## [YOUR TASK]
Count the lines in the entries below that contain the string "shrub", treating uppercase and lowercase letters as different. Give only the number.
[Start]
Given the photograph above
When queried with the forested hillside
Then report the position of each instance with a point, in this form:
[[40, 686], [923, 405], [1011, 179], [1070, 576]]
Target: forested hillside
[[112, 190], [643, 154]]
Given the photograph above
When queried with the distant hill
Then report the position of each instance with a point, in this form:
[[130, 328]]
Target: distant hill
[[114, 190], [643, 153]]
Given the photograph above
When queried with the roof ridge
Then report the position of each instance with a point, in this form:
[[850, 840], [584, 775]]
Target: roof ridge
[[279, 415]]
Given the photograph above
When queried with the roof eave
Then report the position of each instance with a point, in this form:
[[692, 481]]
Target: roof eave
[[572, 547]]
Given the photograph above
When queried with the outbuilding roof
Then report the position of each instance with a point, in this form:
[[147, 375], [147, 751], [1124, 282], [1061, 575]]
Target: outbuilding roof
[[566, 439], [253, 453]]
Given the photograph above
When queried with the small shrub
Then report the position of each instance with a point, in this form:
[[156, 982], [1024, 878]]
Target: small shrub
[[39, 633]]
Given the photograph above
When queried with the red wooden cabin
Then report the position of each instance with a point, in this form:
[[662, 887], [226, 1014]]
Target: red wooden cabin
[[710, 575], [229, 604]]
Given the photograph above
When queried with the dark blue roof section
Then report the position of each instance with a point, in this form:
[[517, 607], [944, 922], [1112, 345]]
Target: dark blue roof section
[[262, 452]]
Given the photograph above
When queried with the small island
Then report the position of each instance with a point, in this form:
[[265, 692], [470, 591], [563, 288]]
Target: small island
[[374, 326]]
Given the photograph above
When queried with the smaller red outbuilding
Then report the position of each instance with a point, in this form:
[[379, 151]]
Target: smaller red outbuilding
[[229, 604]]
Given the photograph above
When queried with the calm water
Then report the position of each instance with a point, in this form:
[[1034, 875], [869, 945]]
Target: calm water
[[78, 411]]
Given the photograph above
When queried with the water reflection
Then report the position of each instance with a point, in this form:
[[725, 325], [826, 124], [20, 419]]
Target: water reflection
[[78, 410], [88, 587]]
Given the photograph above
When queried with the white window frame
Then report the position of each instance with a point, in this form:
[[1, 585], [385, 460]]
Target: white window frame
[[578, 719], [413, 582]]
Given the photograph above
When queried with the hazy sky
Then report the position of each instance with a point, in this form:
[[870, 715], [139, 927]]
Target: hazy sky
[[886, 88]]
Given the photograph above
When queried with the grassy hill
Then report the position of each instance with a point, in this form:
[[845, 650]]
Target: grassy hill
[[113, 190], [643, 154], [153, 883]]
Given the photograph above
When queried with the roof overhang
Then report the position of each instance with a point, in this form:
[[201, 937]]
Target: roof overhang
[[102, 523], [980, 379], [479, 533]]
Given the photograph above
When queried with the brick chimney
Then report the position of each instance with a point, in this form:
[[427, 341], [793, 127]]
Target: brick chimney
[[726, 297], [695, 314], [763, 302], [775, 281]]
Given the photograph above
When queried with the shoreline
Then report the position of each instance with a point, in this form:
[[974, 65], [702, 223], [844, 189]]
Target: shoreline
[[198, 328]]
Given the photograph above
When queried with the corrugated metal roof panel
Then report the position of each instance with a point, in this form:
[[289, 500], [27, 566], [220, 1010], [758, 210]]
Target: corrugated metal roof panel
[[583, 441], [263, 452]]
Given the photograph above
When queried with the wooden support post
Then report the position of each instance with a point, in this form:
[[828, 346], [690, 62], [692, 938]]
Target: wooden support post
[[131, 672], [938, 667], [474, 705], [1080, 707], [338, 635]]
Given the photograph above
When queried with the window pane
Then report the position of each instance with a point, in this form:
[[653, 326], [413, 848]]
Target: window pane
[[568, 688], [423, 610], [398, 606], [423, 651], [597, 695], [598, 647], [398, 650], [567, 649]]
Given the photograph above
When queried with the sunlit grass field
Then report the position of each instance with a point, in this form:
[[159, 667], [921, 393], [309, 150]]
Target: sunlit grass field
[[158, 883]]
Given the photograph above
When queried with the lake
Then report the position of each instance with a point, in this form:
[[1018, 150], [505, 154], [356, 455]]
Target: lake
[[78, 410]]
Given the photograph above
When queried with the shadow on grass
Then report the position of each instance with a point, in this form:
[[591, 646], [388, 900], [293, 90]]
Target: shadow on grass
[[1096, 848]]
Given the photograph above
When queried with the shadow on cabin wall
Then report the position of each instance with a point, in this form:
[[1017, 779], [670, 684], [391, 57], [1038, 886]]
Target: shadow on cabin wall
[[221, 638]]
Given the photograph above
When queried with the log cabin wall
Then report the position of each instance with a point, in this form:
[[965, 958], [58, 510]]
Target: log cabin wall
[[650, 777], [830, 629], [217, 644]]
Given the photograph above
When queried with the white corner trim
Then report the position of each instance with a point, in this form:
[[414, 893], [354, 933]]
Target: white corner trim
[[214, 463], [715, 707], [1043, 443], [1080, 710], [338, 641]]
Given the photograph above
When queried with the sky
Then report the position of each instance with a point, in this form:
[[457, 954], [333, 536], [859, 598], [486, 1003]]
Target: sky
[End]
## [RESULT OF THE TASK]
2